### TUGAS ANDA
Salinlah dengan tepat bagian teks tentang menyontek massal di sekolah dasar dari "Skandal yang sangat" sampai "kawasan Tandes, Surabaya.".

### KUTIPAN HALAMAN
═══

[caption id="attachment_111830" align="alignleft" width="256" caption="Ilustrasi: Menyontek (http://onyxblog94.blogspot.com)"][/caption]
Kalau ada murid sekolah menyontek itu sudah biasa. Kalau ada anak yang masih di sekolah dasar sudah belajar menyontek itu sudah memprihatinkan. Kalau ada guru yang membiarkan anak didiknya itu menyontek itu guru tanpa etika. Tapi bagaimana kalau ada guru yang malah mengarahkan muridnya menyontek? Apalagi kalau itu terjadi di Sekolah Dasar. Bukan hanya satu, atau beberapa murid, tetapi satu kelas semuanya disuruh menyontek! Anda pasti geleng-geleng kepala mendengar berita yang sangat memalukan ini. Tetapi itu masih belum cukup, ternyata bukan hanya satu kelas saja yang disuruh menyontek oleh gurunya, tetapi malah satu sekolah! Ya, benar, nyontek massal itu terjadi pada satu sekolah Dasar, dan diarahkan oleh guru mereka sendiri!
Skandal yang sangat memalukan, dan entah sebutan apa yang tepat dikenakan kepada guru yang “kreatif” tersebut terjadi dalam pelaksanaan ujian nasional (unas) sekolah dasar (SD) pada 10-12 Mei lalu. Di sebuah SDN di kawasan Tandes, Surabaya.

═══

### BAHAN YANG DISEDIAKAN
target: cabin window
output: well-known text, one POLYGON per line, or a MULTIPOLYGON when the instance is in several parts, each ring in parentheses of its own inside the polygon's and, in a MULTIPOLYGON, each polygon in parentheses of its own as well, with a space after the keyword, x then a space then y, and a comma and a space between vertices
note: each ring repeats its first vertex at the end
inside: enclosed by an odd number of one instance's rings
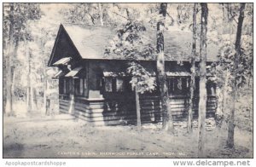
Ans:
POLYGON ((105 91, 106 92, 112 92, 112 78, 105 78, 105 91))
POLYGON ((80 78, 79 81, 80 81, 80 84, 79 84, 79 86, 80 86, 80 88, 79 88, 79 94, 83 95, 83 93, 84 93, 84 79, 80 78))
POLYGON ((187 95, 190 79, 188 77, 173 77, 167 78, 168 93, 170 95, 187 95))
POLYGON ((116 78, 116 91, 117 92, 124 91, 124 80, 122 78, 116 78))
POLYGON ((64 78, 63 79, 63 94, 67 94, 67 89, 66 89, 66 87, 67 87, 67 80, 64 78))
POLYGON ((216 95, 216 84, 214 84, 213 82, 208 82, 207 84, 207 90, 208 95, 216 95))
POLYGON ((102 85, 105 87, 105 92, 124 92, 125 83, 124 78, 105 78, 102 85))
POLYGON ((75 78, 74 79, 74 90, 75 90, 75 95, 79 95, 79 79, 75 78))
POLYGON ((85 92, 86 88, 87 88, 86 79, 84 78, 74 79, 75 95, 83 95, 84 92, 85 92))
POLYGON ((64 94, 64 83, 65 82, 65 79, 64 78, 60 78, 59 79, 59 84, 60 84, 60 87, 59 87, 59 93, 60 94, 64 94))

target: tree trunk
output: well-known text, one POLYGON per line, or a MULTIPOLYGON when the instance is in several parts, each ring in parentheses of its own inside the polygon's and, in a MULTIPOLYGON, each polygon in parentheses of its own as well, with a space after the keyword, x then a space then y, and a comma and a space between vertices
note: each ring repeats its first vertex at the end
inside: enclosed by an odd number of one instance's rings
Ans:
POLYGON ((236 54, 235 54, 235 62, 234 62, 234 69, 233 69, 234 82, 232 82, 233 84, 232 84, 232 97, 231 97, 232 108, 230 113, 228 141, 227 141, 227 146, 230 148, 234 147, 235 110, 236 110, 236 94, 237 94, 236 76, 237 76, 237 69, 238 69, 238 63, 239 63, 239 56, 241 55, 241 37, 242 22, 244 19, 244 9, 245 9, 245 3, 241 3, 240 14, 239 14, 238 25, 237 25, 237 32, 236 32, 236 39, 235 43, 236 54))
POLYGON ((207 34, 208 8, 207 3, 201 3, 201 38, 200 38, 200 94, 198 108, 198 157, 205 156, 205 132, 206 132, 206 112, 207 112, 207 34))
POLYGON ((31 87, 31 53, 25 35, 23 35, 24 43, 26 45, 26 55, 27 59, 28 71, 26 74, 26 112, 32 111, 32 87, 31 87))
POLYGON ((14 56, 14 3, 9 4, 9 53, 7 60, 7 82, 6 82, 6 106, 4 112, 9 115, 13 114, 13 94, 12 94, 12 77, 13 77, 13 59, 14 56))
POLYGON ((166 75, 165 72, 165 54, 164 54, 164 34, 165 18, 166 15, 167 3, 161 3, 160 14, 161 19, 157 23, 157 78, 160 91, 161 112, 163 113, 163 130, 173 130, 172 116, 171 112, 170 100, 167 89, 166 75))
POLYGON ((140 131, 142 130, 141 107, 140 107, 139 92, 138 92, 137 86, 135 86, 135 99, 136 99, 137 124, 137 130, 140 131))
POLYGON ((193 98, 195 89, 195 50, 196 50, 196 14, 197 5, 194 5, 193 12, 193 43, 192 43, 192 56, 191 56, 191 80, 190 80, 190 97, 189 101, 189 120, 188 120, 188 132, 192 131, 192 120, 193 120, 193 98))
POLYGON ((100 20, 101 20, 101 26, 103 26, 104 23, 103 23, 103 14, 102 14, 102 3, 98 3, 99 5, 99 10, 100 10, 100 20))

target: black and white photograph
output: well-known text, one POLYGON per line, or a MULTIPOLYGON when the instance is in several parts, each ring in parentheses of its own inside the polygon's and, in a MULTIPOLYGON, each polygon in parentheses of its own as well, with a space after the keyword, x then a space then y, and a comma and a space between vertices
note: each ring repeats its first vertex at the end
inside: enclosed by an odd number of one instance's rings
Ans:
POLYGON ((253 3, 3 3, 3 158, 253 158, 253 3))

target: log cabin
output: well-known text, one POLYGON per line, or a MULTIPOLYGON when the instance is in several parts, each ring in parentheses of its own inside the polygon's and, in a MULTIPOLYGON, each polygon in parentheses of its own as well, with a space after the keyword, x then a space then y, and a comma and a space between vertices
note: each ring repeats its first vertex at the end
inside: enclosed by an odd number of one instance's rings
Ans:
MULTIPOLYGON (((146 31, 147 32, 147 31, 146 31)), ((148 38, 156 43, 156 32, 148 32, 148 38)), ((137 122, 135 92, 126 74, 127 62, 122 56, 106 55, 105 48, 116 35, 111 27, 61 24, 48 66, 57 66, 53 77, 59 80, 60 112, 70 113, 97 125, 134 124, 137 122)), ((190 55, 192 33, 166 31, 165 68, 170 105, 174 121, 188 118, 189 98, 190 55)), ((218 47, 207 44, 207 65, 217 60, 218 47)), ((149 72, 156 72, 156 60, 137 60, 149 72)), ((199 61, 195 62, 198 71, 199 61)), ((196 72, 197 73, 197 72, 196 72)), ((193 117, 197 118, 199 103, 199 75, 195 78, 193 117)), ((212 77, 207 73, 207 78, 212 77)), ((216 85, 207 83, 207 117, 216 112, 216 85)), ((160 93, 141 94, 142 123, 160 123, 160 93)))

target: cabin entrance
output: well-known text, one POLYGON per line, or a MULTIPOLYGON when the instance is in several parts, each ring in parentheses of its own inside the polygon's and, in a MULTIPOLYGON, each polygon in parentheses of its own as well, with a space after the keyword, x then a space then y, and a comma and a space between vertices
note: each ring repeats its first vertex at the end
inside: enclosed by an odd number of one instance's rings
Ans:
POLYGON ((134 124, 136 120, 135 93, 131 78, 113 72, 104 72, 102 89, 104 104, 104 120, 108 124, 134 124))

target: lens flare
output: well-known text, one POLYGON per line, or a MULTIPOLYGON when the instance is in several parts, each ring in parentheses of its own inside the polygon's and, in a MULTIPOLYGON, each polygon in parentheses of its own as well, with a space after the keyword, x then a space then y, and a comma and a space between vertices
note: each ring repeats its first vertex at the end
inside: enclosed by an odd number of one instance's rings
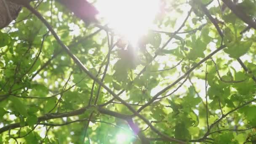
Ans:
POLYGON ((109 27, 133 44, 152 26, 160 3, 159 0, 99 0, 95 5, 109 27))

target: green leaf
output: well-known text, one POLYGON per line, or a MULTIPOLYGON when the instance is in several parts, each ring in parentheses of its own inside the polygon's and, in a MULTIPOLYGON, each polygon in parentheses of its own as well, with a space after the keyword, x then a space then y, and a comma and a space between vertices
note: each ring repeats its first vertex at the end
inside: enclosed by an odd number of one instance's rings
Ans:
POLYGON ((13 104, 15 111, 18 112, 21 115, 26 116, 27 115, 26 106, 23 104, 19 98, 12 96, 10 98, 10 100, 13 104))
POLYGON ((33 67, 31 68, 29 73, 32 73, 35 71, 38 68, 38 67, 40 66, 40 65, 41 65, 41 60, 40 60, 40 59, 38 59, 37 60, 35 61, 35 62, 34 63, 33 62, 33 63, 32 64, 34 64, 34 65, 32 65, 31 66, 32 66, 33 67))
POLYGON ((49 92, 49 90, 45 85, 36 84, 32 85, 31 93, 35 96, 45 97, 49 92))
POLYGON ((29 125, 32 126, 37 123, 37 117, 35 115, 29 115, 27 116, 26 122, 29 125))
POLYGON ((11 38, 8 34, 0 32, 0 48, 7 45, 11 40, 11 38))
POLYGON ((50 110, 53 109, 56 105, 56 99, 55 98, 52 98, 48 99, 46 104, 44 106, 45 112, 48 112, 50 110))
POLYGON ((179 139, 188 140, 191 139, 189 132, 185 126, 184 123, 178 123, 175 127, 174 136, 175 138, 179 139))
POLYGON ((229 57, 237 59, 245 54, 253 44, 252 41, 237 42, 234 45, 228 46, 224 51, 229 54, 229 57))

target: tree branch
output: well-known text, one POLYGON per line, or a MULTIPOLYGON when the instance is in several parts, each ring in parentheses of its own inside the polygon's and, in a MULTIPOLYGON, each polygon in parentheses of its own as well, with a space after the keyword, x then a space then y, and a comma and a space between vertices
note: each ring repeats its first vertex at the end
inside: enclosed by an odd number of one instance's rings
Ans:
POLYGON ((233 3, 230 0, 222 0, 238 18, 247 24, 250 27, 256 29, 256 22, 243 13, 243 11, 241 11, 239 8, 237 7, 237 5, 233 3))

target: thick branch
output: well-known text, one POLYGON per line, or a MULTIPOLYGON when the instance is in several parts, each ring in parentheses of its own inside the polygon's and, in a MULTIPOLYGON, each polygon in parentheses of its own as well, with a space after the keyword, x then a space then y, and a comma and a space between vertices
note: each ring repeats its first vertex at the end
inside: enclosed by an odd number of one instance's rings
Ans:
MULTIPOLYGON (((40 123, 45 120, 52 120, 59 118, 72 117, 83 114, 85 112, 90 108, 92 108, 92 106, 86 107, 80 109, 73 111, 67 112, 60 113, 59 114, 51 113, 45 115, 43 116, 38 117, 37 123, 40 123)), ((111 116, 117 117, 120 119, 127 120, 131 117, 131 116, 122 114, 117 112, 112 111, 104 109, 101 107, 96 107, 98 112, 102 114, 105 114, 111 116)), ((24 126, 28 125, 27 123, 25 123, 24 126)), ((9 130, 21 127, 20 123, 15 123, 0 128, 0 134, 9 130)))
MULTIPOLYGON (((22 0, 23 1, 25 0, 22 0)), ((24 1, 23 1, 24 2, 24 1)), ((100 85, 105 88, 109 93, 113 96, 116 99, 119 101, 121 102, 122 104, 125 105, 131 112, 134 114, 134 115, 140 118, 145 123, 149 126, 151 129, 155 133, 158 134, 159 135, 170 140, 172 141, 175 141, 179 143, 184 144, 185 142, 177 139, 174 138, 170 137, 169 136, 163 133, 157 129, 155 127, 153 126, 150 123, 150 122, 144 117, 141 115, 139 112, 134 109, 131 105, 127 104, 125 101, 123 100, 122 99, 120 98, 114 92, 113 92, 109 88, 105 85, 99 79, 95 77, 89 71, 88 69, 85 67, 83 63, 80 61, 80 60, 77 58, 69 50, 69 49, 66 45, 60 40, 56 32, 54 31, 53 28, 51 27, 51 25, 46 21, 46 20, 42 16, 41 14, 39 13, 37 11, 35 10, 33 7, 32 7, 28 3, 22 3, 23 5, 26 7, 31 12, 34 14, 38 19, 39 19, 46 26, 49 30, 51 32, 52 35, 53 35, 56 40, 57 40, 58 43, 61 46, 61 47, 65 50, 69 56, 73 59, 75 64, 78 65, 79 67, 88 76, 89 76, 92 79, 100 85)))
POLYGON ((155 100, 156 100, 157 98, 163 94, 163 93, 165 92, 166 91, 168 90, 169 89, 171 88, 173 86, 175 85, 178 83, 179 83, 180 81, 181 81, 183 79, 189 75, 190 72, 192 72, 194 70, 194 69, 195 69, 197 68, 199 66, 200 66, 201 64, 203 64, 203 62, 205 61, 207 59, 210 59, 211 57, 212 57, 213 55, 214 55, 215 53, 217 53, 218 51, 222 50, 224 48, 226 47, 225 45, 221 45, 216 50, 213 51, 212 53, 211 53, 209 54, 207 56, 205 57, 205 58, 203 59, 201 61, 200 61, 199 63, 197 63, 195 64, 193 67, 189 69, 186 73, 185 73, 183 75, 179 78, 177 80, 176 80, 174 82, 173 82, 171 84, 168 85, 165 88, 163 89, 162 91, 160 91, 157 93, 147 103, 145 104, 143 106, 141 107, 138 110, 138 112, 140 112, 142 111, 144 108, 148 106, 152 103, 153 103, 155 100))
POLYGON ((243 11, 241 11, 241 10, 237 7, 237 5, 233 3, 230 0, 222 0, 238 18, 245 23, 248 24, 249 26, 256 29, 256 22, 254 22, 251 18, 243 13, 243 11))

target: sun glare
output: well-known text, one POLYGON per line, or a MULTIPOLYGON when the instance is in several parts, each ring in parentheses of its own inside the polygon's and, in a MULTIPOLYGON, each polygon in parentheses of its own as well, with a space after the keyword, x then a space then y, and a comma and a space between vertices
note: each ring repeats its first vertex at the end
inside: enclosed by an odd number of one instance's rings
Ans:
POLYGON ((96 6, 109 27, 134 44, 152 26, 159 5, 159 0, 98 0, 96 6))

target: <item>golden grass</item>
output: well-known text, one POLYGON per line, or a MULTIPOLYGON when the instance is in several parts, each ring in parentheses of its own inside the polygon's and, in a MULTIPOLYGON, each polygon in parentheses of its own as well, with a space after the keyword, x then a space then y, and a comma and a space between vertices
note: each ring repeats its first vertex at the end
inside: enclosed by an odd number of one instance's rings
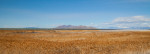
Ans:
POLYGON ((0 30, 0 54, 150 54, 150 31, 0 30))

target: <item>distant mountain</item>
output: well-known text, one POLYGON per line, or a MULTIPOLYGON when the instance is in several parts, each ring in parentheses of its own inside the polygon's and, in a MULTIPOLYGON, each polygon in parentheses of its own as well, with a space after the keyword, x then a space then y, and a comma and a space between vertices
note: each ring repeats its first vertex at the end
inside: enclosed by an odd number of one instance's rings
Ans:
POLYGON ((107 28, 107 29, 150 29, 150 27, 129 27, 129 28, 119 28, 119 27, 109 27, 109 28, 107 28))
POLYGON ((38 27, 25 27, 26 29, 38 29, 38 27))
POLYGON ((91 27, 91 26, 74 26, 74 25, 61 25, 56 27, 55 29, 97 29, 95 27, 91 27))

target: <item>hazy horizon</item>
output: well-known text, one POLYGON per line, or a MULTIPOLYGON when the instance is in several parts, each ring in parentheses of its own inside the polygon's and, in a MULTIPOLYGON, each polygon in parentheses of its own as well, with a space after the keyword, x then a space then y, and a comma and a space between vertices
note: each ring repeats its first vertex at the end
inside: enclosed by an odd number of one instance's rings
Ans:
POLYGON ((0 0, 0 28, 150 28, 150 0, 0 0))

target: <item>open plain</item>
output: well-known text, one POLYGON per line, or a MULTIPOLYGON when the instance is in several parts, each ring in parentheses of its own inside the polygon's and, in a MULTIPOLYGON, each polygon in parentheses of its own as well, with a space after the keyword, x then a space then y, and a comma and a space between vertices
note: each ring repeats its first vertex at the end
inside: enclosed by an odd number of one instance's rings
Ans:
POLYGON ((0 54, 150 54, 150 31, 0 30, 0 54))

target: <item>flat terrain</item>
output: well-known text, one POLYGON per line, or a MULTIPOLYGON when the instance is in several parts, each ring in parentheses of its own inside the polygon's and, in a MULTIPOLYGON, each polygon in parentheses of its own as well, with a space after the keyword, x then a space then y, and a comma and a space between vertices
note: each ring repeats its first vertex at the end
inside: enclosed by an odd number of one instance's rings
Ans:
POLYGON ((0 54, 150 54, 150 31, 0 30, 0 54))

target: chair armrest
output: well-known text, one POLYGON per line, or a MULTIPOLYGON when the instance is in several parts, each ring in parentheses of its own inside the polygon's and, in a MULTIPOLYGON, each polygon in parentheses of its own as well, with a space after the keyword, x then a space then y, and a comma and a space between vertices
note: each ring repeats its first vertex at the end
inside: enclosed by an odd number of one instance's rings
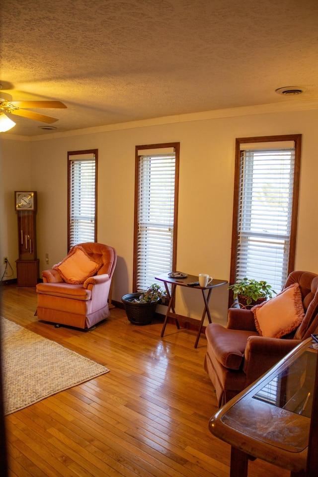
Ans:
POLYGON ((299 339, 249 336, 243 365, 246 375, 246 385, 258 379, 300 342, 299 339))
POLYGON ((83 284, 83 287, 84 288, 91 290, 94 285, 105 283, 105 282, 108 282, 110 280, 109 275, 107 273, 103 273, 102 275, 95 275, 93 277, 89 277, 88 278, 86 278, 83 284))
POLYGON ((229 308, 227 328, 256 331, 253 312, 244 308, 229 308))
POLYGON ((42 276, 44 283, 60 283, 64 281, 57 270, 54 268, 45 270, 42 272, 42 276))

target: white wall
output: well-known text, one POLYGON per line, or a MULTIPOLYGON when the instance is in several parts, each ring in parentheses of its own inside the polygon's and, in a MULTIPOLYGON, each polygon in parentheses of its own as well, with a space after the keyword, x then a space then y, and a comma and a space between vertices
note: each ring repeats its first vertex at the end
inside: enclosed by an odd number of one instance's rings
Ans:
POLYGON ((18 257, 17 213, 15 209, 14 191, 31 187, 31 143, 1 140, 0 142, 0 270, 5 269, 3 257, 7 257, 13 269, 8 267, 5 278, 16 277, 15 260, 18 257))
MULTIPOLYGON (((6 193, 7 196, 12 194, 13 198, 13 191, 27 185, 37 191, 40 270, 48 268, 44 260, 46 253, 49 255, 51 266, 63 259, 67 252, 67 152, 97 148, 98 240, 114 246, 118 255, 113 299, 120 301, 123 295, 132 291, 135 147, 179 141, 177 269, 196 275, 207 273, 215 278, 228 280, 236 138, 302 134, 296 268, 318 273, 316 246, 318 111, 244 115, 243 108, 238 111, 241 115, 192 121, 187 121, 184 117, 179 122, 171 124, 142 123, 140 127, 130 129, 125 129, 122 125, 117 130, 115 127, 114 130, 105 128, 105 131, 89 134, 83 131, 80 135, 74 133, 69 137, 63 137, 61 134, 61 137, 46 137, 51 139, 38 138, 26 143, 17 142, 17 145, 9 141, 5 152, 12 161, 6 168, 7 173, 10 171, 11 176, 6 193), (25 149, 30 164, 27 184, 21 183, 14 176, 17 166, 22 163, 26 171, 28 169, 21 157, 25 149)), ((206 116, 202 114, 202 117, 206 116)), ((195 116, 196 120, 198 118, 195 116)), ((6 158, 4 162, 6 160, 6 158)), ((8 207, 7 197, 6 201, 8 207)), ((11 212, 10 214, 11 216, 11 212)), ((14 241, 17 232, 11 219, 9 225, 9 240, 14 241)), ((9 240, 8 238, 6 239, 9 240)), ((5 240, 1 236, 3 244, 5 240)), ((17 253, 17 247, 16 249, 17 253)), ((225 322, 227 300, 226 286, 213 291, 210 310, 214 320, 225 322)), ((177 308, 177 313, 199 318, 202 297, 196 291, 182 288, 179 290, 177 308)))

═══

### HASIL LATIHAN
Skandal yang sangat memalukan, dan entah sebutan apa yang tepat dikenakan kepada guru yang “kreatif” tersebut terjadi dalam pelaksanaan ujian nasional (unas) sekolah dasar (SD) pada 10-12 Mei lalu. Di sebuah SDN di kawasan Tandes, Surabaya.